• Aangeleverde tekst:
----
Als het proces in twee opeenvolgende instanties heeft plaatsgevonden, namelijk een eerste aanleg gevolgd door een procedure in hoger beroep, dan is de laatste van die beslissingen relevant voor de beoordeling of is voldaan aan de vereisten van artikel 4 bis, eerste lid, Kaderbesluit 2002/584/JBZ en artikel 12 OLW, voor zover daartegen geen gewoon rechtsmiddel meer openstaat en daarom de zaak ten gronde definitief is afgedaan.
Nu in het EAB staat vermeld dat het voor tenuitvoerlegging vatbaar vonnis het arrest van het Hof van Beroep Antwerpen van 21 juni 2023 betreft zal de rechtbank uitsluitend de procedure in hoger beroep toetsen aan artikel 12 OLW. De rechtbank heeft hiervoor het volgende in aanmerking genomen.
Het Openbaar Ministerie heeft op 22 augustus 2024 de volgende vragen aan de uitvaardigende justitiële autoriteit voorgelegd:
“1. Zou u mij kunnen informeren over de wijze waarop de dagvaarding voor de zitting in hoger beroep (die heeft geleid tot het arrest van 21 juni 2023) heeft plaatsgevonden?
2. Kunt u bevestigen dat [opgeeïste persoon] tijdens de behandeling van de zaak in hoger beroep werd vertegenwoordigd door zijn gemachtigd advocaat?”
In de e-mail van de Belgische uitvaardigende autoriteit van 28 augustus 2024 is het volgende opgenomen.
“Op de eerste zitting werd [opgeeïste persoon] vertegenwoordigd door Mr. Vermeersch Olivia loco Mr. Carsau Philippe. De raadsman verklaarde vrijwillig te willen verschijnen. Het hof beval echter de persoonlijke verschijning van [opgeeïste persoon] . Deze werd toen gedagvaard op 21/04/2023 per aangetekend schrijven. [opgeeïste persoon] verschijnt echter niet op de zitting, maar wordt vertegenwoordigd door Mr. Carsau. Deze verklaart dat zijn cliënt op dat moment een werkstraf uitvoert en niet persoonlijk aanwezig kan zijn op de terechtzitting en vraagt het hof om hem te mogen vertegenwoordigen. Het hof verklaarde zich hiermee akkoord.”
De rechtbank leidt uit het bovenstaande af dat de opgeëiste persoon niet bij het proces in hoger beroep is verschenen, maar dat een gemachtigd raadsman hem gedurende het proces heeft vertegenwoordigd. Voor zover de raadsvrouw heeft betoogd dat de weigeringsgrond van artikel 12 OLW van toepassing is omdat van een machtiging geen sprake was, volgt de rechtbank haar daarin niet. De rechtbank gaat uit van de juistheid van de verstrekte aanvullende informatie. Bovendien heeft de opgeëiste persoon ter zitting zelf gezegd dat hij indertijd inderdaad een werkstraf in Nederland aan het uitvoeren was. Dit past bij hetgeen in de aanvullende informatie is weergegeven als de door mr. Carsau aan het hof opgegeven reden voor de niet verschijning van de opgeëiste persoon. Dit betekent dat zich de omstandigheid voordoet als bedoeld in artikel 12 onder b OLW.
De weigeringsgrond van artikel 12 OLW is dan ook niet van toepassing.
----
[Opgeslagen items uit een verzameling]
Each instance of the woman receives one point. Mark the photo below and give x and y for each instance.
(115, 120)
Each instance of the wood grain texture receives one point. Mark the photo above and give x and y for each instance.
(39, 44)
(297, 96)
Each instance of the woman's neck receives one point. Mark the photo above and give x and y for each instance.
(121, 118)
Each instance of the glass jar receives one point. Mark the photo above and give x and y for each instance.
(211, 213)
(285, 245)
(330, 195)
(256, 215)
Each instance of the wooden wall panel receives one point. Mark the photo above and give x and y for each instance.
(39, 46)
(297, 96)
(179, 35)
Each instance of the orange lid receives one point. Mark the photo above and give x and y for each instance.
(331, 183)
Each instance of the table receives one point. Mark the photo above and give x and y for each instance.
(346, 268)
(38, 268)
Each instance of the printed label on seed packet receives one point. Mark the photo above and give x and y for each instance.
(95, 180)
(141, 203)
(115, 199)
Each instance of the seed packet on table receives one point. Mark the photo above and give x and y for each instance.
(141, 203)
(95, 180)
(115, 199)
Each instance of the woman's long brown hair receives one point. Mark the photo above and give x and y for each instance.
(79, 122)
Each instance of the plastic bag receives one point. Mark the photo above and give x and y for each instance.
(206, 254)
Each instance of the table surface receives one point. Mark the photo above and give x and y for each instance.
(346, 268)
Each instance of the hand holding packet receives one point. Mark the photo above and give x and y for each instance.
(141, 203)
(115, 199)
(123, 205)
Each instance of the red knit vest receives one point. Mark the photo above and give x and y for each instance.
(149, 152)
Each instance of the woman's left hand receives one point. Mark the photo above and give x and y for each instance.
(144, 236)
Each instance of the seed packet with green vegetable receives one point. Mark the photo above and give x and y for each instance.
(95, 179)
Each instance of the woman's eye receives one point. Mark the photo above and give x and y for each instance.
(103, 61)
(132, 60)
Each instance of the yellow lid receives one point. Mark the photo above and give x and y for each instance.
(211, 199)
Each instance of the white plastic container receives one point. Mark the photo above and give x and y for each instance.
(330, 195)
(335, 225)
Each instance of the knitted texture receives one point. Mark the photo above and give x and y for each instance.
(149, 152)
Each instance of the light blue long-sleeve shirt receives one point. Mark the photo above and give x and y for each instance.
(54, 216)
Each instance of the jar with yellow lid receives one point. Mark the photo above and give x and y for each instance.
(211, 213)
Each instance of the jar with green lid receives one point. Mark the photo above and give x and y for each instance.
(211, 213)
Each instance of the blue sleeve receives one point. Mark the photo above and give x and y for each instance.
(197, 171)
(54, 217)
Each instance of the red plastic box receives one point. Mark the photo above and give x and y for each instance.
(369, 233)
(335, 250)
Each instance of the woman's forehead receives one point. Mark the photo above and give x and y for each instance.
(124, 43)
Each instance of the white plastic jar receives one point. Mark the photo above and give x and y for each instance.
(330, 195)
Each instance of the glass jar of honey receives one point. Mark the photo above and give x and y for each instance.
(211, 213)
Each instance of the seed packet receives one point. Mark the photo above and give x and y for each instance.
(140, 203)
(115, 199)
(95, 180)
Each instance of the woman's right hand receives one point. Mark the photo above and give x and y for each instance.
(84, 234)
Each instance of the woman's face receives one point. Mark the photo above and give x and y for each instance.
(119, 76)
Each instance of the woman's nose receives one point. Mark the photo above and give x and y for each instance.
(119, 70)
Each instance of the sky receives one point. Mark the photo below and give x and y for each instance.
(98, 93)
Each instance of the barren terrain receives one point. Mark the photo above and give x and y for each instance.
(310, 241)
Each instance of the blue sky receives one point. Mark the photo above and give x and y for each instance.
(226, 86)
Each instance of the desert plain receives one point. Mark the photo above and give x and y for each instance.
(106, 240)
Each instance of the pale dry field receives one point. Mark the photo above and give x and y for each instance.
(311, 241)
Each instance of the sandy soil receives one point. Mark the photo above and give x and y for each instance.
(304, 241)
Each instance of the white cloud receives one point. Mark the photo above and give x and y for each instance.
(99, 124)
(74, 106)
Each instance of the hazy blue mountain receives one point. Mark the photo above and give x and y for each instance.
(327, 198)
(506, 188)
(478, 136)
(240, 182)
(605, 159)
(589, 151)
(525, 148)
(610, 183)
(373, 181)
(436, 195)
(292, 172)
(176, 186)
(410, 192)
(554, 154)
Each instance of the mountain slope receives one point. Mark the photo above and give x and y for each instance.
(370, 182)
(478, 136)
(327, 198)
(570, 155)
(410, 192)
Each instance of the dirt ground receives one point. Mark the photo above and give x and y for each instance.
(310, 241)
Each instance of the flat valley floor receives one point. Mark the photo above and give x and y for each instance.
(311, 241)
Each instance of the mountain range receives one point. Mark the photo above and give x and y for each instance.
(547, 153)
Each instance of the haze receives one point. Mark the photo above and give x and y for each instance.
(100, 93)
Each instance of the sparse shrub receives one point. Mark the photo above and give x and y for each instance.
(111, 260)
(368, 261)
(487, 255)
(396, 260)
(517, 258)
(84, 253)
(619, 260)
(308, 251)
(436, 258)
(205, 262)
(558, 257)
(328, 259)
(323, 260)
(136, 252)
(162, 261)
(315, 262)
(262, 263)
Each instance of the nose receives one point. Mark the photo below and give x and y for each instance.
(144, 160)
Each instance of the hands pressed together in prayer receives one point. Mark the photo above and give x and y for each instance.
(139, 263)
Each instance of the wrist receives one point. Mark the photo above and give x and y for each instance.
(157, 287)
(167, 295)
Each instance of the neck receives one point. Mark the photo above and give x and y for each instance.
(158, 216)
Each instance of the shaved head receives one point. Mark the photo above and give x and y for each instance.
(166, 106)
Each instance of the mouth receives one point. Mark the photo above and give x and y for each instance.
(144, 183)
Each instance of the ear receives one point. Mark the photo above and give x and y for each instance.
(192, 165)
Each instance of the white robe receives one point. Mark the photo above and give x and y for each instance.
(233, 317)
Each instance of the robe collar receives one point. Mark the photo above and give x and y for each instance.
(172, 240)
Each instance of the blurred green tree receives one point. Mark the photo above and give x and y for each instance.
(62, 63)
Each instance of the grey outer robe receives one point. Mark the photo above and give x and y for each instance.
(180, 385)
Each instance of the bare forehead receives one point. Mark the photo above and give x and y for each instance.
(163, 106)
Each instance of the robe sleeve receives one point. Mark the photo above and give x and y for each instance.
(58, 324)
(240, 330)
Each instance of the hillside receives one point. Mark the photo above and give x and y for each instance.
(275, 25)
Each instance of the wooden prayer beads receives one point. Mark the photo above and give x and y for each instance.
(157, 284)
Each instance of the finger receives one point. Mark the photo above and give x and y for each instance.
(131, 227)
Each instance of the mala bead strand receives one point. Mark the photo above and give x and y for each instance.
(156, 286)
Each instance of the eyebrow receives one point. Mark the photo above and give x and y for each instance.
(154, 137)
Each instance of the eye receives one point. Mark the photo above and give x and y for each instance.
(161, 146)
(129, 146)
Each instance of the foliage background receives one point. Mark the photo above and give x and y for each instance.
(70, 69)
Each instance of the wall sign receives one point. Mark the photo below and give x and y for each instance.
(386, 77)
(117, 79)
----
• Uit te voeren opdrachten:
1. Geef alle verschillende datums die in de passage over artikel 12 OLW voorkomen.
2. Welke reden gaf Mr. Carsau volgens de passage over artikel 12 OLW voor het niet verschijnen van zijn cliënt op de zitting?
3. Druk uit de passage over artikel 12 OLW het deel af vanaf "Als het proces" tot en met "definitief is afgedaan.".

• Antwoorden per opdracht:
1.
21 juni 2023
22 augustus 2024
28 augustus 2024
21/04/2023

2. Zijn cliënt voerde op dat moment een werkstraf uit en kon niet persoonlijk aanwezig zijn op de terechtzitting.

3.
Als het proces in twee opeenvolgende instanties heeft plaatsgevonden, namelijk een eerste aanleg gevolgd door een procedure in hoger beroep, dan is de laatste van die beslissingen relevant voor de beoordeling of is voldaan aan de vereisten van artikel 4 bis, eerste lid, Kaderbesluit 2002/584/JBZ en artikel 12 OLW, voor zover daartegen geen gewoon rechtsmiddel meer openstaat en daarom de zaak ten gronde definitief is afgedaan.